Work to complete -
Rewrite the material below as a two-column CSV with the header columns "prompt" and "points". Make one row per request, put each request's text and its answer in a single quoted field with line breaks replaced by spaces, and leave out the pictures.

(Dataset rows)
※
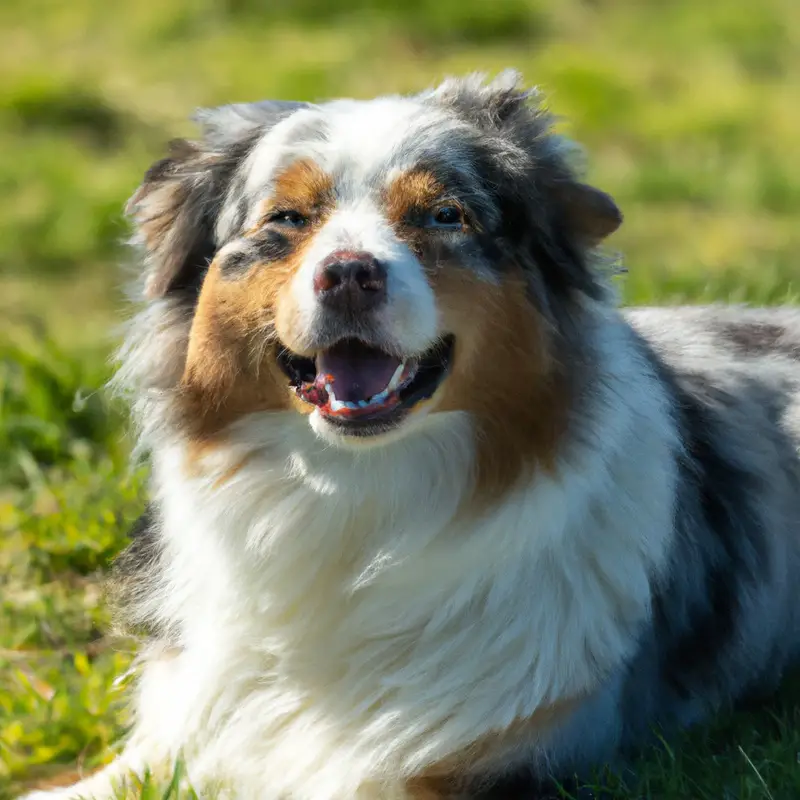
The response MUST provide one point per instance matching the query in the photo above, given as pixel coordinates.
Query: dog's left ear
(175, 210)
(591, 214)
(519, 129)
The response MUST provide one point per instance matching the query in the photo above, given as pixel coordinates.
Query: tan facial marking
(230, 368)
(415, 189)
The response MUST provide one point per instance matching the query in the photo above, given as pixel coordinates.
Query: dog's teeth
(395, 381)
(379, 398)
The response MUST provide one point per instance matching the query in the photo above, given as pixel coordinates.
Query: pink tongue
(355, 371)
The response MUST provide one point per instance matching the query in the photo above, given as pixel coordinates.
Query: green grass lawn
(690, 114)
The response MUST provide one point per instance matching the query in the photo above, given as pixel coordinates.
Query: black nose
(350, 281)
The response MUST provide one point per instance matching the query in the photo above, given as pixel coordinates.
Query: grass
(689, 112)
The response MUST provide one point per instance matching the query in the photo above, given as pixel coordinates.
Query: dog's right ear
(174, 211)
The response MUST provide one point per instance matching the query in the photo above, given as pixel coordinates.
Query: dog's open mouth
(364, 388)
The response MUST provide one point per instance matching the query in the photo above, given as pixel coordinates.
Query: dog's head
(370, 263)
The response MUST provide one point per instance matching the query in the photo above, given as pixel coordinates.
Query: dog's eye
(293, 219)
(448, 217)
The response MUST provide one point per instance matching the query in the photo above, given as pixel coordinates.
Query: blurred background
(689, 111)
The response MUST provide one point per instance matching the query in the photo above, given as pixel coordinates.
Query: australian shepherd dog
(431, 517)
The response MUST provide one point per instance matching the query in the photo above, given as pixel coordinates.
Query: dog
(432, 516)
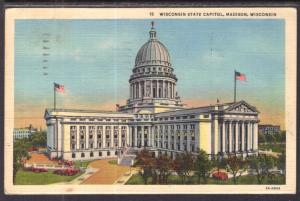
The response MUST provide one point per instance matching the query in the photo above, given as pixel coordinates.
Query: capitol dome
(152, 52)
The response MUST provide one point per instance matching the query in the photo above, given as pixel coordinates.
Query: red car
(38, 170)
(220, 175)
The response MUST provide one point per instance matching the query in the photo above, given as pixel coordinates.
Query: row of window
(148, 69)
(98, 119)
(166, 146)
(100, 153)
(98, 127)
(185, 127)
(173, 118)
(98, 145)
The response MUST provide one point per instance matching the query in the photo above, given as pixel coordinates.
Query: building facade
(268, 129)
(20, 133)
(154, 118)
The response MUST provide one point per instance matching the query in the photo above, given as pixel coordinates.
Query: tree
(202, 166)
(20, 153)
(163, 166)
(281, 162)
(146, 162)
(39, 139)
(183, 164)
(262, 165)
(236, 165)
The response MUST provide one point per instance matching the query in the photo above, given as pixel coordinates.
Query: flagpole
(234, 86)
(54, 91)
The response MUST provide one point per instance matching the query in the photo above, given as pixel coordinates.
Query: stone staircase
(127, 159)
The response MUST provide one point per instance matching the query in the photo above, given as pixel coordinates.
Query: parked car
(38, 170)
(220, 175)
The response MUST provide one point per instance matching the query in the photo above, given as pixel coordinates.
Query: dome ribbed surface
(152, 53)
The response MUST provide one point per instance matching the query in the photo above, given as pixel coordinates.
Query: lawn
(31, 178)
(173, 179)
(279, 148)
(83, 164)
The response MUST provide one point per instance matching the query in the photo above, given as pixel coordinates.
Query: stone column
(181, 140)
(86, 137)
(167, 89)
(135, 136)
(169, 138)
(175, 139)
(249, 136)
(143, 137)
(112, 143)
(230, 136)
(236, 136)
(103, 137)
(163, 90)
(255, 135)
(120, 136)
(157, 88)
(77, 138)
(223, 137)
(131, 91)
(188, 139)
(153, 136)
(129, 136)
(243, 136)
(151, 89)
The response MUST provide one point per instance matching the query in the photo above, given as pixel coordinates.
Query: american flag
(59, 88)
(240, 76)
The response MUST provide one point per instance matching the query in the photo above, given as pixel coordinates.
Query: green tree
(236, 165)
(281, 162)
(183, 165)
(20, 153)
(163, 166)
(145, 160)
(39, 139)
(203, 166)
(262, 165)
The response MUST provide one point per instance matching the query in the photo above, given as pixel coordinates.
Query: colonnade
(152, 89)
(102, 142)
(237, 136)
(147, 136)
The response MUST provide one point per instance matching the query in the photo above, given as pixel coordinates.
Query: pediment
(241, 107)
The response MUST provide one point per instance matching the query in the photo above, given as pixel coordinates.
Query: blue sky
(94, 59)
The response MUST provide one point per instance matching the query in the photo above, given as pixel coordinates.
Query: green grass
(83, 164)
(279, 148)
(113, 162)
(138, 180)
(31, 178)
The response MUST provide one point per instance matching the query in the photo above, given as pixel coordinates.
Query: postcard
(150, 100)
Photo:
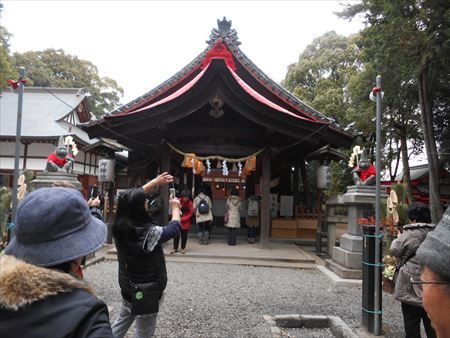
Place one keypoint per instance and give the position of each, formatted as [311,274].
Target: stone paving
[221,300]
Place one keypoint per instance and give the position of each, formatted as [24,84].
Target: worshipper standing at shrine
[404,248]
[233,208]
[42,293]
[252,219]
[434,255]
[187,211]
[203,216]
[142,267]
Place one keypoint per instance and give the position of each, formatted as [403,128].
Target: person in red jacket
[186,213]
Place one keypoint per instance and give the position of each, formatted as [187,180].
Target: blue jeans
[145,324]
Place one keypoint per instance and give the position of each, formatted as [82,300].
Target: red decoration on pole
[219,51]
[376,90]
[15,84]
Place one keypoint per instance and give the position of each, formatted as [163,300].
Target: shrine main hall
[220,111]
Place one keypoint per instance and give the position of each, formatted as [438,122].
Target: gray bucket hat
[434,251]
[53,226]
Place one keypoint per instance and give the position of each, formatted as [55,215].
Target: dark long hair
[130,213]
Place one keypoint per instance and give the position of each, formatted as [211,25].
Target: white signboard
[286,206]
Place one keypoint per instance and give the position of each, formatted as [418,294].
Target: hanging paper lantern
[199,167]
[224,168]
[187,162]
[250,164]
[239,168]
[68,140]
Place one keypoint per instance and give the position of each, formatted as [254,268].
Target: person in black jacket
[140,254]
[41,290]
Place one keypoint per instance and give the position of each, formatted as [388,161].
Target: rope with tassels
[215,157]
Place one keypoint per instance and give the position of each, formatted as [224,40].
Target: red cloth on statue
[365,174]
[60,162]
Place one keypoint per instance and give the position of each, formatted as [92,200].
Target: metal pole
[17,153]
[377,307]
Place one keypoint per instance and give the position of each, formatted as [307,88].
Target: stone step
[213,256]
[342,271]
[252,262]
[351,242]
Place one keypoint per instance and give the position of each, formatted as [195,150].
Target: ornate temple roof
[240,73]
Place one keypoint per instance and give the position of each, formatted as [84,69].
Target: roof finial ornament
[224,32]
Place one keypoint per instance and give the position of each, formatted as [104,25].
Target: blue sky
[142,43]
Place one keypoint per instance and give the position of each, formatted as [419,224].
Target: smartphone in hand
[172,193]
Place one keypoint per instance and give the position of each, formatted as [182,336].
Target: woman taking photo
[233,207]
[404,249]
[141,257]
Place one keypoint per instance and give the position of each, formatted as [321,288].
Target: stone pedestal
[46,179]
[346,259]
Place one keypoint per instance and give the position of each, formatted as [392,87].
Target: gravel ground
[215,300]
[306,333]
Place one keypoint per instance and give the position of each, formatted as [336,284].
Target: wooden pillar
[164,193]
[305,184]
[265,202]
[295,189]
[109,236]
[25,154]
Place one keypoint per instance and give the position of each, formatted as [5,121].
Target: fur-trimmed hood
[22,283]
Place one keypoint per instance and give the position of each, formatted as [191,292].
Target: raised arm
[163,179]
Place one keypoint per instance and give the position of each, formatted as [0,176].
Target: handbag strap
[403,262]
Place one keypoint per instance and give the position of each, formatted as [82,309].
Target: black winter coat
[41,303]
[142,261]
※
Task response -
prompt,points
"The response MUST provide one point per instance matching the query in the photo above, given as pixel coordinates. Query: dog's left ear","(175, 210) (591, 214) (519, 129)"
"The response MUST provide one point per instance matching the query in the photo above, given as pixel coordinates. Query: tan facial marking","(230, 368) (415, 189)"
"The response MUST provide one point per instance matching the query in the photo above, given as pixel coordinates. Query: dog's teeth","(395, 381) (379, 398)"
"The response MUST provide one point per instance matching the query in the photo above, given as pixel coordinates. Query: pink tongue","(355, 371)"
"The response MUST provide one point per instance matching the query in the photo above, given as pixel coordinates. Query: green grass lawn","(690, 114)"
"The response MUST provide one point per instance matching the query in the photo above, given as pixel coordinates. Query: black nose","(350, 281)"
"The response MUST provide one point per instance matching the query in the photo above, given as pixel coordinates. Query: grass","(689, 112)"
"The response MUST provide one point per instance matching the query in the photo above, given as pixel coordinates. Query: dog's right ear","(174, 211)"
"The response MUST provide one point per instance matching the query in the photo above, given as pixel coordinates. Query: dog's open mouth","(364, 388)"
"The response MUST provide one point per instance matching the query in the photo above, given as pixel coordinates. Query: dog's head","(370, 263)"
"The response MUST provide one point per instance matching the query in the photo above, given as pixel coordinates. Query: dog's eye","(293, 219) (448, 217)"
"The response MUST provide one point per instance matching the query in the photo above, given as pixel coordinates. Query: blurred background","(689, 111)"
"The response MUST provide one point per instance matching the query in the photo above, given as pixel coordinates. Query: australian shepherd dog","(431, 517)"
"The response MUST provide one point per instance matching the query in the photo above, given as pixel coordinates. Query: dog","(432, 516)"
"The response MUST provide one point per instance matching the query in the photo above, given as pixel coordinates. Query: capitol dome","(152, 52)"
"The response MUST provide one point per instance matching the query in the photo above, given as pixel coordinates. Query: red car","(38, 170) (220, 175)"
"The response MUST provide one point per instance matching the query in the photo above, given as pixel coordinates. Query: row of window","(148, 69) (98, 119) (166, 146) (100, 153) (98, 127) (185, 127) (173, 118) (98, 145)"
"The response MUST provide one point per instance matching the query in the photo above, given as pixel coordinates. Query: building facade","(268, 129) (20, 133) (154, 118)"
"The response MUST provide one point per instance matching the query in the photo above, given as pixel coordinates. Query: tree","(202, 166) (20, 153) (163, 166) (281, 162) (146, 162) (39, 139) (183, 164) (262, 165) (236, 165)"
"The response MUST provide one point per instance matching the query in the photo above, given as pixel coordinates. Query: flagpole","(234, 86) (54, 91)"
"The response MUST provide one point per instance matching the query in the photo above, given as pixel coordinates. Query: stone staircase","(127, 159)"
"The response MUST provide one point per instance matching the query in the photo above, given as pixel coordinates. Query: parked car","(38, 170) (220, 175)"
"The response MUST provide one point per instance matching the query in the photo above, given as pixel coordinates. Query: dome ribbed surface","(152, 53)"
"The response MUST provide one point per instance matching the query in the photo above, given as pixel coordinates. Query: lawn","(31, 178) (173, 179) (279, 148) (83, 164)"
"The response MUST provide one point per instance matching the query in the photo above, given as pixel coordinates. Query: stone column","(181, 140) (86, 137) (167, 89) (135, 136) (169, 138) (175, 139) (249, 136) (143, 137) (112, 143) (230, 136) (236, 136) (103, 137) (163, 90) (255, 135) (120, 136) (157, 88) (77, 138) (223, 137) (131, 91) (188, 139) (153, 136) (129, 136) (243, 136) (151, 89)"
"The response MUST provide one point per instance matching the query in the photo above, given as pixel coordinates. Query: american flag","(59, 88) (240, 76)"
"The response MUST provide one point per instance matching the query in the photo above, given as pixel coordinates. Query: green tree","(236, 165) (281, 162) (183, 165) (20, 153) (163, 166) (145, 160) (39, 139) (203, 166) (262, 165)"
"The response MUST provide one point per instance matching the query in the photo above, given as pixel coordinates. Query: colonnade","(152, 89) (102, 142) (237, 136) (147, 136)"
"The response MUST provide one point per instance matching the query in the photo above, given as pixel coordinates. Query: pediment","(241, 107)"
"The response MUST provide one point per instance matching the query in the photo above, given as pixel coordinates. Query: blue sky","(94, 59)"
"The response MUST provide one point per instance matching the query in the photo above, given as pixel coordinates. Query: green grass","(83, 164) (279, 148) (113, 162) (138, 180) (31, 178)"
"The response MUST provide one point per instance matching the query in the photo above, given as pixel coordinates. Query: postcard","(150, 100)"
"Photo: Place one keypoint per instance and give the position of each, formatted as [311,274]. Target: stone paving","[221,300]"
"Place one keypoint per instance and give the position of each, formatted as [24,84]. Target: worshipper standing at shrine","[404,248] [233,208] [42,293] [252,219] [434,255] [187,211] [203,216] [142,267]"
"Place one keypoint per instance and give the position of each, formatted as [403,128]. Target: person in red jacket","[186,213]"
"Place one keypoint per instance and give the position of each, formatted as [187,180]. Target: blue jeans","[145,324]"
"Place one keypoint per instance and give the position of each, formatted as [82,300]. Target: red decoration on pole","[219,51] [376,90] [15,84]"
"Place one keypoint per instance and give the position of each, formatted as [163,300]. Target: shrine main hall","[220,111]"
"Place one keypoint per instance and give the position of each, formatted as [438,122]. Target: gray bucket hat","[434,251] [53,226]"
"Place one keypoint per instance and give the position of each, formatted as [55,215]. Target: dark long hair","[130,213]"
"Place one keypoint per instance and give the position of each, formatted as [211,25]. Target: white signboard","[286,206]"
"Place one keypoint per instance and give the position of each, formatted as [418,294]. Target: hanging paper lantern","[199,167] [224,168] [187,162] [250,164] [239,168] [68,140]"
"Place one keypoint per instance and give the position of each, formatted as [254,268]. Target: person in black jacket","[140,254] [41,290]"
"Place one keypoint per instance and give the position of each, formatted as [388,161]. Target: rope with tassels","[215,157]"
"Place one keypoint per instance and give the position of each, formatted as [224,40]. Target: red cloth on statue","[365,174] [60,162]"
"Place one keypoint per instance and give the position of each, formatted as [92,200]. Target: metal pole","[17,153] [377,307]"
"Place one keypoint per instance and give the position of each, formatted as [307,88]. Target: stone step","[213,256] [342,271] [252,262] [351,242]"
"Place one keypoint per instance and give the position of each, formatted as [195,150]. Target: ornate temple roof","[240,73]"
"Place one keypoint per instance and give the position of each, formatted as [84,69]. Target: roof finial ornament","[224,32]"
"Place one keypoint per instance and give the position of each, formatted as [104,25]. Target: blue sky","[142,43]"
"Place one keypoint per instance and give the position of each, formatted as [419,224]. Target: smartphone in hand","[172,193]"
"Place one keypoint per instance and give the position of each, formatted as [182,336]. Target: woman taking photo","[233,207] [404,249] [141,257]"
"Place one keypoint per instance and give the position of each, formatted as [321,288]. Target: stone pedestal","[46,179] [346,259]"
"Place one keypoint per instance and give the position of each, formatted as [392,87]. Target: gravel ground","[215,300] [306,333]"
"Place one keypoint per instance and give the position of each, formatted as [336,284]. Target: wooden pillar","[164,193] [305,184] [265,202] [295,189] [109,236] [25,154]"
"Place one keypoint per instance and give the position of each, formatted as [5,121]. Target: fur-trimmed hood","[22,283]"
"Place one keypoint per instance and give the position of each, formatted as [191,292]. Target: raised arm","[163,179]"
"Place one keypoint per instance and give the position of each, formatted as [0,176]. Target: handbag strap","[403,262]"
"Place one keypoint per instance and give the position of each, formatted as [82,309]. Target: black winter coat","[41,303] [142,261]"